__STORED ROWS__.
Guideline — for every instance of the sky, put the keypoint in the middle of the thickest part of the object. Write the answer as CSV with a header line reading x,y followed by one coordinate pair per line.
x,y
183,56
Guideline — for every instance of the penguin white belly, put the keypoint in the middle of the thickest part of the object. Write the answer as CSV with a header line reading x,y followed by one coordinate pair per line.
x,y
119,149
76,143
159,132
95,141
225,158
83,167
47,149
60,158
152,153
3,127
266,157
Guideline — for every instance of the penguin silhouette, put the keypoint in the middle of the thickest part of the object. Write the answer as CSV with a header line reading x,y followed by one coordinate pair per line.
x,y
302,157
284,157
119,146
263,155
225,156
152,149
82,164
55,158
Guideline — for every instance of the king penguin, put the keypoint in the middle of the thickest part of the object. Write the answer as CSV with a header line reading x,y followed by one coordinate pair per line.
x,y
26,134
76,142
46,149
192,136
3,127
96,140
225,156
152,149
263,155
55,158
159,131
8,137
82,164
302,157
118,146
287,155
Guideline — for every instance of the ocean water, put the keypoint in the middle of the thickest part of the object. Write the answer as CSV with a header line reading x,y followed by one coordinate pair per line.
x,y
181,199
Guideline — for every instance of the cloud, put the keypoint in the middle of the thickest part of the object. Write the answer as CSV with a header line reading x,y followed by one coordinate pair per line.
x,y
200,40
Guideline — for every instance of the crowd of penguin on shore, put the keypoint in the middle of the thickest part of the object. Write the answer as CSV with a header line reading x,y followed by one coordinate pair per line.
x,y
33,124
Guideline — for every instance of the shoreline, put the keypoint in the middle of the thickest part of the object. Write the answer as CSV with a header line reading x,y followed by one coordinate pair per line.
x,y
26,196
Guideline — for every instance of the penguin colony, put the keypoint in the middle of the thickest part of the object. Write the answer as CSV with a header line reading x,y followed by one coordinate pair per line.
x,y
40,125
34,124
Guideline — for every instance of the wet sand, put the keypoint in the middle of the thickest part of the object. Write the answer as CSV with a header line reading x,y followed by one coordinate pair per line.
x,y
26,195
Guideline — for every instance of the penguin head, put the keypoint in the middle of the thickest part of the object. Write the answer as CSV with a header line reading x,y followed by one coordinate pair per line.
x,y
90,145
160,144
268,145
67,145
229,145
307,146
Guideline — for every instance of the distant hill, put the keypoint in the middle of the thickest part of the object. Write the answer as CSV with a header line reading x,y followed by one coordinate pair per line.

__PROBLEM TO WORK ON__. Rewrite the lines from the one containing "Guideline — for every instance of the penguin head, put" through the last line, keeping the requests and multiplying every coordinate in the answers by 2.3, rounded to whole numbers with halves rounded up. Give only those lines.

__CORRECT RESULT__.
Guideline — for every instance of the penguin head, put the keypoint in the middle of the thickest part of the object. Write the answer as CSV with a header line reading x,y followed by one coordinate pair per line.
x,y
207,334
368,331
616,334
154,334
527,334
706,336
Guideline — for every instance of the distant hill, put the keypoint in the middle of the thickest part of the object. Write the answer as CSV with a header line reading x,y followed by one coordinate pair per line.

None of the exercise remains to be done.